### TASK INSTRUCTIONS
Please write out the part of the article on high-value care during COVID-19 that begins at the words "Re-examining the delivery of high-value care through COVID-19" and stops after the words "through COVID-19 ...", copying it word for word.

TEXT FOR ANALYSIS Block Start

Re-examining the delivery of high-value care through COVID-19

https://thehill.com/opinion/healthcare/502851-examining-the-delivery-of-high-value-care-through-covid-19#bottom-story-socials

Re-examining the delivery of high-value care through COVID-19 ...

Over the past months, the country and the economy have radically shifted to unchartered territory. Now more than ever, we must reexamine how we spend health care dollars. 

While the COVID-19 pandemic has exposed challenges with health care in America, we see two overarching opportunities for change:

1) the under-delivery of evidence-based care that materially improves the lives and well-being of Americans and

2) the over-delivery of unnecessary and, sometimes, harmful care.

The implications of reallocating our health care spending to high-value services are far-ranging, from improving health to economic recovery. 

To prepare for coronavirus patients and preserve protective equipment, clinicians and hospitals across the country halted non-urgent visits and procedures. This has led to a substantial reduction in high-value care: emergency care for strokes or heart attacks, childhood vaccinations, and routine chronic disease management. However, one silver lining to this near shutdown is that a similarly dramatic reduction in the use of low-value services has also ensued.

As offices and hospitals re-open, we have a once in a century opportunity to align incentives for providers and consumers, so patients get more high-value services in high-value settings, while minimizing the resurgence of low-value care. For example, the use of pre-operative testing in low-risk patients should not accompany the return of elective procedures such as cataract removal. Conversely, benefit designs should permanently remove barriers to high-value settings and services, like patients receiving dialysis at home or phone calls with mental health providers.   

People with low incomes and multiple chronic conditions are of particular concern as unemployment rises and more Americans lose their health care coverage. Suboptimal access and affordability to high-value chronic disease care prior to the COVID-19 pandemic was well documented  As financially distressed providers re-open to a new normal, hopeful to regain their financial footing, highly profitable services are likely to be prioritized.

TEXT FOR ANALYSIS Block End
RECORDS PROVIDED Block Start

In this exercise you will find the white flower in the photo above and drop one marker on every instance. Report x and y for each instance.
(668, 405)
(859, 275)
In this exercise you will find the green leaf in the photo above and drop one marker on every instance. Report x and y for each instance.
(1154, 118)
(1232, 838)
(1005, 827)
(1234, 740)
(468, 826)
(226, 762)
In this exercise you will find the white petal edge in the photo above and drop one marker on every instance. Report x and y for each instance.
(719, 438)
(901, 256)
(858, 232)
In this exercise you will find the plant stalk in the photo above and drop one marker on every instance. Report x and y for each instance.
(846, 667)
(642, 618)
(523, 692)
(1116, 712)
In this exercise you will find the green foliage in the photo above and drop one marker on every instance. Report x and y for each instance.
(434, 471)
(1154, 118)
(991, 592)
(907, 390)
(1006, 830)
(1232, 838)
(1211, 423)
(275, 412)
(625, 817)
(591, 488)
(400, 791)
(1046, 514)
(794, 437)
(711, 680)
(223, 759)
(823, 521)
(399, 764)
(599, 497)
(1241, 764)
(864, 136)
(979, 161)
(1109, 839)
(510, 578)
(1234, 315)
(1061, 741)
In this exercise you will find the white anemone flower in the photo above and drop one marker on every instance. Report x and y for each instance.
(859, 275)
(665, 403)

RECORDS PROVIDED Block End

### REPLY TO THE EXERCISE
Re-examining the delivery of high-value care through COVID-19

https://thehill.com/opinion/healthcare/502851-examining-the-delivery-of-high-value-care-through-covid-19#bottom-story-socials

Re-examining the delivery of high-value care through COVID-19 ...